## EXERCISE AIM
Report back every line from the entries below in which the word "query" occurs.

## DATA FOR PROCESSING
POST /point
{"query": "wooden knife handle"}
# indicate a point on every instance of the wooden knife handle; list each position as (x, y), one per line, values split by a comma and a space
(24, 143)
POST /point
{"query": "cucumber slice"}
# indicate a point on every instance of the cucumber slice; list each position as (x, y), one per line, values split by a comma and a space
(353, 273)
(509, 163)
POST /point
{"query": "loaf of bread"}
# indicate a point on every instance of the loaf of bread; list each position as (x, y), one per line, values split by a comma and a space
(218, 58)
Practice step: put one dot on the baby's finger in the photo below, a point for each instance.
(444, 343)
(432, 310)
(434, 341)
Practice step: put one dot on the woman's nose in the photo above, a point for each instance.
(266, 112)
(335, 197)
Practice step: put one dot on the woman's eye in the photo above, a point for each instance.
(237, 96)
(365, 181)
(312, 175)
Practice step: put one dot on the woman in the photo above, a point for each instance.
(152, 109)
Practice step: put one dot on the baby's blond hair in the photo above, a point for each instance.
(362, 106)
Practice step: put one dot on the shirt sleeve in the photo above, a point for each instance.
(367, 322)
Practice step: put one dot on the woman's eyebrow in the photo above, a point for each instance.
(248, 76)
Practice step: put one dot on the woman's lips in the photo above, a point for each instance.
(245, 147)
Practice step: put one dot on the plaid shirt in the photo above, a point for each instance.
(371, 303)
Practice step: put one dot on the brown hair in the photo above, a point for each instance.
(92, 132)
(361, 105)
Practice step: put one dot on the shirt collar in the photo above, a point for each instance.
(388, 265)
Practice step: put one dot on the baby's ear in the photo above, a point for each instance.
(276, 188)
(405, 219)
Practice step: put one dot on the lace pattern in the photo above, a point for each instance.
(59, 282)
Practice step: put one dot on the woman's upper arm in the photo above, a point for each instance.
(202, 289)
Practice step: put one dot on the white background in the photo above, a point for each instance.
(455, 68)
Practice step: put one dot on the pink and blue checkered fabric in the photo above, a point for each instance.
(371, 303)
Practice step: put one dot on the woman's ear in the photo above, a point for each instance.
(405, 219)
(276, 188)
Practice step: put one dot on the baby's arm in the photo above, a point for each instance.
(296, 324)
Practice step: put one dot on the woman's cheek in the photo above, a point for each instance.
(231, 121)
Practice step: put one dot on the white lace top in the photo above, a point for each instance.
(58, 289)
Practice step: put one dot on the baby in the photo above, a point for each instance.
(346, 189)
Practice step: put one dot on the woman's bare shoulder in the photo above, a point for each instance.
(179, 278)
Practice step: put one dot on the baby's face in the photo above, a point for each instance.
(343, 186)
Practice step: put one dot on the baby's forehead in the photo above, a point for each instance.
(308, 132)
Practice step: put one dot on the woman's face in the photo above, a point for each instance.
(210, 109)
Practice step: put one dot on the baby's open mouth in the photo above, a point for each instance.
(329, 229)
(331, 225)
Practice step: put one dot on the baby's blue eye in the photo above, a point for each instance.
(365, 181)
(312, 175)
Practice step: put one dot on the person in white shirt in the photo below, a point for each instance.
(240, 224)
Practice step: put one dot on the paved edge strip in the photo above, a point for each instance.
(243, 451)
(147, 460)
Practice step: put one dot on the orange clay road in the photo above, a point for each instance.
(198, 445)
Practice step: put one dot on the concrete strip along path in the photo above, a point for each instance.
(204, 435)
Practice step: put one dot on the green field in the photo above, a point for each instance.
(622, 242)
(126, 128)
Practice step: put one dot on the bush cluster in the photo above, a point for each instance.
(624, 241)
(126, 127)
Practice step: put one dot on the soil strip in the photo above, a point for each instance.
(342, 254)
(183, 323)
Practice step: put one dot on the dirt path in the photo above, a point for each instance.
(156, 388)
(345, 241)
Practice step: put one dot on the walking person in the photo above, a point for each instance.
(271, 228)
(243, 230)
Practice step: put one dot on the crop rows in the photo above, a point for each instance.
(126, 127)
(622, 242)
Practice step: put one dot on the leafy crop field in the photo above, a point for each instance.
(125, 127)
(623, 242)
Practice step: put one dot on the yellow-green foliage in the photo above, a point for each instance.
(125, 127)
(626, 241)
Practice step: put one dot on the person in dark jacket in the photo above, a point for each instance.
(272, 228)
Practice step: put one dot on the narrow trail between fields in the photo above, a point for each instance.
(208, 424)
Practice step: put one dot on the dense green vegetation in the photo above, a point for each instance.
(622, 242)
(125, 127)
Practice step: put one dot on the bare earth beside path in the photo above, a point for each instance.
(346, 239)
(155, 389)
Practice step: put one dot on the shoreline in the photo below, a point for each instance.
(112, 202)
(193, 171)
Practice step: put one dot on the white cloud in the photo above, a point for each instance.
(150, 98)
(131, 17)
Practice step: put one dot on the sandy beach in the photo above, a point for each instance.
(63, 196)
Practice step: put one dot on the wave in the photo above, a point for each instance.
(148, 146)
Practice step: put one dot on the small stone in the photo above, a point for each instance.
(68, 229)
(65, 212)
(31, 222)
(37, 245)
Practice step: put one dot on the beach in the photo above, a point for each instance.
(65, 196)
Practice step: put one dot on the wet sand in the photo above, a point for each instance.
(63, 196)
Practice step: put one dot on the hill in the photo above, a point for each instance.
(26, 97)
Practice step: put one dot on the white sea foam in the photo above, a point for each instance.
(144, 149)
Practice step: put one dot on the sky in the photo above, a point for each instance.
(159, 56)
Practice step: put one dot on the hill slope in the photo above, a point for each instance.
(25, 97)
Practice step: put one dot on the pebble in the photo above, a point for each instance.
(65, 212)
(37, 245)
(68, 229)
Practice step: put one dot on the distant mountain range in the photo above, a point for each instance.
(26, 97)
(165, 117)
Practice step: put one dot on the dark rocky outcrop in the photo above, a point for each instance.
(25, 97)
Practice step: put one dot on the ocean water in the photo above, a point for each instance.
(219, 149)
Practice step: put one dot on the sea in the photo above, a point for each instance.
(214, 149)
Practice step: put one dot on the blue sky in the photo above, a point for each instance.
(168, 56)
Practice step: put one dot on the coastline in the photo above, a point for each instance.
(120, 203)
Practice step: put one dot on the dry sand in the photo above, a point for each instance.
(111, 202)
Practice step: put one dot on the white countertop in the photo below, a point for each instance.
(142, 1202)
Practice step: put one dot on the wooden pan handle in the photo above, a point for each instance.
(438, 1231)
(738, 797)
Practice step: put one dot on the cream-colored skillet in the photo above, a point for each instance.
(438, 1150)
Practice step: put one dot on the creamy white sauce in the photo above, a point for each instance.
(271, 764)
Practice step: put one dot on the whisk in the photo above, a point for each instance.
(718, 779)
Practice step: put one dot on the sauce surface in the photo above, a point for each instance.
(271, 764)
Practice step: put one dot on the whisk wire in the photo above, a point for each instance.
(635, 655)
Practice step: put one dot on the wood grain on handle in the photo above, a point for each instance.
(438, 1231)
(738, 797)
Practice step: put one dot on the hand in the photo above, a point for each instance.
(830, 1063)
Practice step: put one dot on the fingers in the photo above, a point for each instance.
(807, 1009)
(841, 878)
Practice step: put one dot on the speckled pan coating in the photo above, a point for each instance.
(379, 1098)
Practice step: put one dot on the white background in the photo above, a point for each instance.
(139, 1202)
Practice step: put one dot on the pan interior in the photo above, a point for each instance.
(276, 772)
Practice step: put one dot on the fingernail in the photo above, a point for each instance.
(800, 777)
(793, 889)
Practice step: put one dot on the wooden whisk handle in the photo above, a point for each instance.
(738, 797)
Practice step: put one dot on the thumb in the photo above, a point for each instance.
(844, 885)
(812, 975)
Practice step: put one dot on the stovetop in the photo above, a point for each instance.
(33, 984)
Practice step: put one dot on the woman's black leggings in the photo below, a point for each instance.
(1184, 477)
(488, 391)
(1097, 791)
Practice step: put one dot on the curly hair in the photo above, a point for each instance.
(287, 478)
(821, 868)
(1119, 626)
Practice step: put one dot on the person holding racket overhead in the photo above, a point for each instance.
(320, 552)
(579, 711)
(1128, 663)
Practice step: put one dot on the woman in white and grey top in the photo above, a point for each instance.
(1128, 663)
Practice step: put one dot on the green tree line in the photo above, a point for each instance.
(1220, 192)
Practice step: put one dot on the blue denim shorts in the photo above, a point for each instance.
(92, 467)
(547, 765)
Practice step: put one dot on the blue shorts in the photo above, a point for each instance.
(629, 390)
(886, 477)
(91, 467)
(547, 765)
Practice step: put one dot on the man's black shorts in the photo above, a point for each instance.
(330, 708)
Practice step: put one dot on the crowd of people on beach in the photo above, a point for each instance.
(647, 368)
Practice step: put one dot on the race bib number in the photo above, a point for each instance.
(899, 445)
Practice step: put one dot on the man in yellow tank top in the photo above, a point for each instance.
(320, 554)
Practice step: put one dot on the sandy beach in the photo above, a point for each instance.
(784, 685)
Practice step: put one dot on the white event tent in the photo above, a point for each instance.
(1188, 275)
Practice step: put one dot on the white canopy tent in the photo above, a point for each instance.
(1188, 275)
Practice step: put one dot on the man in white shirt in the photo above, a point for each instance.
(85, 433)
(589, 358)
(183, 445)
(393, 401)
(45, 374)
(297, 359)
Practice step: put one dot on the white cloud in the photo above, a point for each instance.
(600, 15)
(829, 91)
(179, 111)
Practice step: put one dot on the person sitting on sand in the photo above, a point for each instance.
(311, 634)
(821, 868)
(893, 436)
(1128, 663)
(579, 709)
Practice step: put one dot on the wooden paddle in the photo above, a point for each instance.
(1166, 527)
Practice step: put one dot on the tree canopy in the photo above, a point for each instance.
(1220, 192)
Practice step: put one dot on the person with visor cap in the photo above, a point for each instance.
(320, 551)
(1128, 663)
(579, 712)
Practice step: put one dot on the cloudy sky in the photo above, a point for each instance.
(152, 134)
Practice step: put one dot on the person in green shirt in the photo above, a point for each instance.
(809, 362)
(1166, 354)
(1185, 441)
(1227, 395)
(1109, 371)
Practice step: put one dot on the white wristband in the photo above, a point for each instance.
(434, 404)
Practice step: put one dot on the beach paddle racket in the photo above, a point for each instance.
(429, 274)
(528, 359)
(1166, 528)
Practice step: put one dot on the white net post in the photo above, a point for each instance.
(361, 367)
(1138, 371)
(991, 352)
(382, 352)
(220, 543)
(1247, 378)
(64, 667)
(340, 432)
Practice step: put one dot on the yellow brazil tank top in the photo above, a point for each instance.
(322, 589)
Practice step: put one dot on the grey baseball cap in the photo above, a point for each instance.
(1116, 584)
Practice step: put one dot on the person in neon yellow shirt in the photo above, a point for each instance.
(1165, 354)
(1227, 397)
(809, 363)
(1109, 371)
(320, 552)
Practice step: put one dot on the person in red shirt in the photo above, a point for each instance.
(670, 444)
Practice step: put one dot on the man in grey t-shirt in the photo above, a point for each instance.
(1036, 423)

## WRITTEN ANSWER
{"query": "wooden knife handle"}
{"query": "cucumber slice"}
{"query": "loaf of bread"}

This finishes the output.